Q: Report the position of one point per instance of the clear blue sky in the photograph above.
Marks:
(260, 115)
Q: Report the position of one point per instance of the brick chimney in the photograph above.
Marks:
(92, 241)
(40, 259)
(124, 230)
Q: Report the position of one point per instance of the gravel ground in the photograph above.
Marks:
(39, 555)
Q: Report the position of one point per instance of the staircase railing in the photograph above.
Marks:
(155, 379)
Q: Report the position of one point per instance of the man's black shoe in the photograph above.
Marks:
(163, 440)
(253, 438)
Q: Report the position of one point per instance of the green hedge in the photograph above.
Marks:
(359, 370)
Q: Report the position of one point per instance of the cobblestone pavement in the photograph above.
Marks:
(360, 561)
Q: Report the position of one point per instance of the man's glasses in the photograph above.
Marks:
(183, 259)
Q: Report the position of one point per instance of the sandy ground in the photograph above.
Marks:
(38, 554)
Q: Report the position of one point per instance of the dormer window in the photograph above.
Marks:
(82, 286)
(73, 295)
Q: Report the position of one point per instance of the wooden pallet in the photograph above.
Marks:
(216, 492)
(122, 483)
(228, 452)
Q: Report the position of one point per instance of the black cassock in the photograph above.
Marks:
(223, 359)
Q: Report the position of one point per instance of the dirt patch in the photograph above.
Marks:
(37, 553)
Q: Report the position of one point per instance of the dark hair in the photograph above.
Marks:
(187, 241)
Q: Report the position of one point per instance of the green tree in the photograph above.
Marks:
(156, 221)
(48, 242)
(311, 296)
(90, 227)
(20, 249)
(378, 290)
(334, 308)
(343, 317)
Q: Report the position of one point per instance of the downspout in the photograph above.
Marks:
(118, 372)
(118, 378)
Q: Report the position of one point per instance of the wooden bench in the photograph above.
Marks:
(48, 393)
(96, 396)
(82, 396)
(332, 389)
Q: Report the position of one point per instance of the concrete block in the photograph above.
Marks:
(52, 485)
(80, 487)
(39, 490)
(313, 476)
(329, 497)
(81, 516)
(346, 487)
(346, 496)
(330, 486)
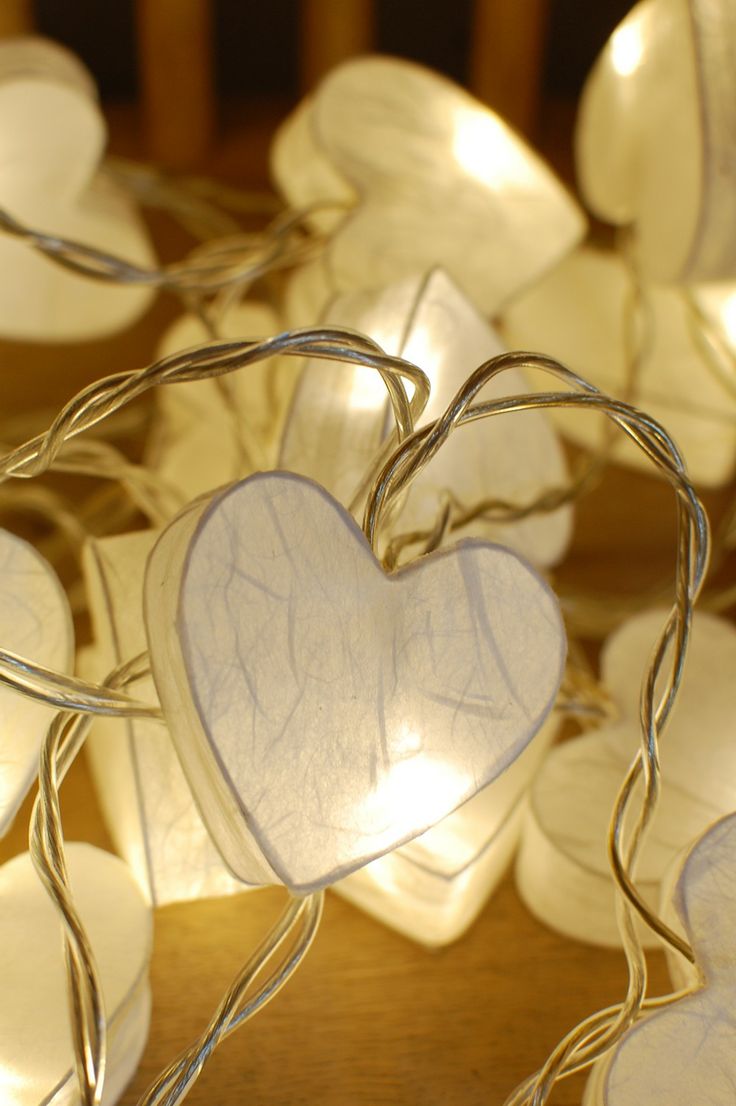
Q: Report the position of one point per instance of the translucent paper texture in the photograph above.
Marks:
(406, 170)
(324, 712)
(145, 799)
(214, 431)
(37, 1056)
(562, 870)
(341, 415)
(52, 138)
(584, 313)
(655, 133)
(37, 624)
(434, 887)
(684, 1054)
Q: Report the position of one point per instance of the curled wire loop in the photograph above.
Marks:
(595, 1035)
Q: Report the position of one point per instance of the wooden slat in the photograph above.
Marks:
(507, 55)
(16, 18)
(331, 31)
(175, 63)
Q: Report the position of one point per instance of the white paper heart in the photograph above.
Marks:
(210, 432)
(52, 137)
(35, 1043)
(147, 804)
(324, 712)
(655, 133)
(433, 177)
(37, 624)
(562, 870)
(340, 415)
(581, 314)
(433, 888)
(684, 1054)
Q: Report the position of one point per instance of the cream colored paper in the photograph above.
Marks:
(655, 135)
(52, 139)
(340, 416)
(411, 171)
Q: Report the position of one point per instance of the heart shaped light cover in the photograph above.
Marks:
(431, 176)
(340, 415)
(655, 133)
(684, 1054)
(324, 712)
(562, 873)
(37, 1058)
(52, 137)
(582, 313)
(37, 624)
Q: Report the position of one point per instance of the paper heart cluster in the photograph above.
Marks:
(52, 138)
(37, 1058)
(35, 623)
(411, 171)
(340, 416)
(562, 869)
(584, 313)
(654, 136)
(324, 712)
(686, 1053)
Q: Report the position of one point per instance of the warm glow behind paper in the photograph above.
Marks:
(654, 138)
(267, 611)
(340, 415)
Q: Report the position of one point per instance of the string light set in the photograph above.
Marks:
(328, 648)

+---+

__EXERCISE OBJECTIVE__
Rewrite all of the lines above as one numbered list, skipping any blank lines. Don't include any pictures in your answer.

__SOLUTION BELOW__
1. Q: Report the position of one point per instance of the clear blue sky in the photograph above.
2. Marks:
3. (260, 115)
4. Q: Report the position of one point per instance of the brick chimney in the photograph above.
5. Marks:
6. (92, 241)
7. (40, 259)
8. (124, 230)
9. Q: Report the position of one point per instance of the gravel ground in the photograph above.
10. Marks:
11. (39, 555)
12. Q: Report the position of one point per instance of the staircase railing in the photograph above.
13. Marks:
14. (155, 379)
15. Q: Report the position of one point per instance of the man's black shoe in the photograph above.
16. Marks:
17. (163, 440)
18. (253, 438)
19. Q: Report the position of one point per instance of the green hedge in the photograph above.
20. Marks:
21. (359, 370)
22. Q: Report the position of one point per instance of the cobblestone pavement in the photograph above.
23. Marks:
24. (360, 561)
25. Q: Report the position of one point per instance of the man's glasses in the photograph above.
26. Marks:
27. (183, 259)
28. Q: Report the position of one point per instance of the sandy ground in the photograph above.
29. Marks:
30. (38, 554)
31. Q: Report the position of one point per instance of the dormer window in the photograph above.
32. Marks:
33. (82, 286)
34. (73, 295)
35. Q: Report the position of one point per instance of the wooden pallet in the photograph above.
36. Marks:
37. (216, 492)
38. (122, 483)
39. (228, 452)
40. Q: Report the position of one point per instance of the black cassock in the photograph above.
41. Marks:
42. (223, 359)
43. Q: Report the position of one point per instance of the dirt patch in the photograph above.
44. Marks:
45. (37, 553)
46. Q: Report the position of one point per instance of the dark hair in the photograph above.
47. Marks:
48. (187, 241)
49. Q: Report the position of one point per instance of the green tree in the photograph above.
50. Marks:
51. (156, 221)
52. (48, 242)
53. (311, 296)
54. (90, 227)
55. (20, 249)
56. (378, 290)
57. (334, 308)
58. (343, 317)
59. Q: Report the position of one point per instance of the downspout in the photograph above.
60. Marks:
61. (118, 372)
62. (118, 378)
63. Q: Report the position of one point per instance of the wooden bench in the photograph above.
64. Marks:
65. (48, 393)
66. (96, 396)
67. (82, 396)
68. (332, 389)
69. Q: Report the position of one point per instance of the concrete block in the photograph above.
70. Marks:
71. (52, 485)
72. (80, 487)
73. (39, 490)
74. (313, 476)
75. (329, 497)
76. (81, 516)
77. (346, 487)
78. (346, 496)
79. (330, 486)
80. Q: Report the position of one point per instance of the translucent paper texture in the photograph above.
81. Marks:
82. (406, 170)
83. (324, 712)
84. (145, 799)
85. (214, 431)
86. (37, 1056)
87. (562, 870)
88. (341, 415)
89. (52, 138)
90. (584, 313)
91. (655, 133)
92. (37, 624)
93. (434, 887)
94. (684, 1054)
95. Q: Report the position of one point per instance of the curled wire loop in the photograph above.
96. Marks:
97. (595, 1035)
98. Q: Report the position of one point per instance of the wooden slat in the photograph above.
99. Marks:
100. (507, 55)
101. (16, 18)
102. (331, 31)
103. (175, 63)
104. Q: Report the position of one point per instance of the white paper heart in the photograph above.
105. Marks:
106. (210, 432)
107. (52, 137)
108. (35, 1043)
109. (147, 804)
110. (324, 712)
111. (655, 133)
112. (433, 177)
113. (37, 624)
114. (562, 870)
115. (340, 415)
116. (581, 314)
117. (433, 888)
118. (684, 1054)
119. Q: Report the position of one point per instance of the cream colored paper in the photograph above.
120. Marks:
121. (655, 135)
122. (52, 139)
123. (340, 416)
124. (411, 171)
125. Q: Report the position of one point per instance of the heart shaped light cover in the photograph above.
126. Marks:
127. (431, 176)
128. (340, 415)
129. (655, 133)
130. (684, 1054)
131. (324, 712)
132. (562, 873)
133. (37, 1058)
134. (52, 137)
135. (582, 313)
136. (37, 624)
137. Q: Report the position of one point per instance of the paper heart cluster in the photograph above.
138. Marks:
139. (52, 138)
140. (37, 1058)
141. (35, 623)
142. (411, 171)
143. (340, 416)
144. (562, 869)
145. (584, 313)
146. (654, 136)
147. (324, 712)
148. (686, 1053)
149. Q: Report the position of one point per instance of the warm glow behind paper in the photograph above.
150. Marks:
151. (654, 138)
152. (267, 611)
153. (340, 415)
154. Q: Report the position of one point per instance of the string light set in the photograph above.
155. Marks:
156. (328, 648)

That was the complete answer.